Work to do
Please update the listing from the line containing "Can you see the loader headlight" through the line containing "x=230, y=200" by replacing "loader headlight" with "loader taillight", and return only those lines with everything else unchanged.

------------------------------

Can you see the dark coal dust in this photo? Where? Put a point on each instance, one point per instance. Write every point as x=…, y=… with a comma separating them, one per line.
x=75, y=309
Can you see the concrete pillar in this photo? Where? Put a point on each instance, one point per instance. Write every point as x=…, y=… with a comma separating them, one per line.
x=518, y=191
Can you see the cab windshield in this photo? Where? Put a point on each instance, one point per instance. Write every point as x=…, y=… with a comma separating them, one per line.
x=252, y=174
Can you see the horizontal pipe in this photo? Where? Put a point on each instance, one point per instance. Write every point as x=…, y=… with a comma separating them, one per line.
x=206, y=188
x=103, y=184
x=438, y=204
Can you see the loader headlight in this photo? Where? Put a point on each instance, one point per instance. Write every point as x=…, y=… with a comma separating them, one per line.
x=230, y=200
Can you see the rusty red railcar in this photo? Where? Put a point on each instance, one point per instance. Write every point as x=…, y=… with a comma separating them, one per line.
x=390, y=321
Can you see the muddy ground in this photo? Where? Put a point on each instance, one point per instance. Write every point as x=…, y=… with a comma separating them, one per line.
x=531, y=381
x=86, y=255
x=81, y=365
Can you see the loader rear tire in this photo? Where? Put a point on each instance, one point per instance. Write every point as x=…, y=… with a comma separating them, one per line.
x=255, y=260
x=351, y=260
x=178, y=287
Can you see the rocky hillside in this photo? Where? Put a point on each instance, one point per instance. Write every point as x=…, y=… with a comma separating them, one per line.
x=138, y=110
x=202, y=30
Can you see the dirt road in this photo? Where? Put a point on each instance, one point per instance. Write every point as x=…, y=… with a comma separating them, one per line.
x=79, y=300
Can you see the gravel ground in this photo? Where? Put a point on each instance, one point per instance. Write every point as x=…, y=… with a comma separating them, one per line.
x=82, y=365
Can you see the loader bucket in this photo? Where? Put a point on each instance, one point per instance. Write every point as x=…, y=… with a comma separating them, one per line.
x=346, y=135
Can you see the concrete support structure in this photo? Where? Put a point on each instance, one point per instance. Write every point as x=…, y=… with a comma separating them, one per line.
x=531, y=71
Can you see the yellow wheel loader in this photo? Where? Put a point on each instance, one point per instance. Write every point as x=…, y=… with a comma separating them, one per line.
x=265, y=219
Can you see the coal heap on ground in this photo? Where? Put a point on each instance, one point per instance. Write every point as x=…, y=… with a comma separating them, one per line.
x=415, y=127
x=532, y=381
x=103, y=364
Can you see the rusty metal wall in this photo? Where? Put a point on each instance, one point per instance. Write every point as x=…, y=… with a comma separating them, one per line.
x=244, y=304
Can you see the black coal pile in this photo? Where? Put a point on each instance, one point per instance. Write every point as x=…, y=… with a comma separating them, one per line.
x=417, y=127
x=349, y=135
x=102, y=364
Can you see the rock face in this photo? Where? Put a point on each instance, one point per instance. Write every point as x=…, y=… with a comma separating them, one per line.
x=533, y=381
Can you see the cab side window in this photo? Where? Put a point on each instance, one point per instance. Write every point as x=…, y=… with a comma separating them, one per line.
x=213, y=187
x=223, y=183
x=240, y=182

------------------------------

Exercise solution
Can you see the loader taillight in this photo? Where? Put a point on each instance, one point per instance. Write every point as x=…, y=… with a comma separating them, one per line.
x=230, y=200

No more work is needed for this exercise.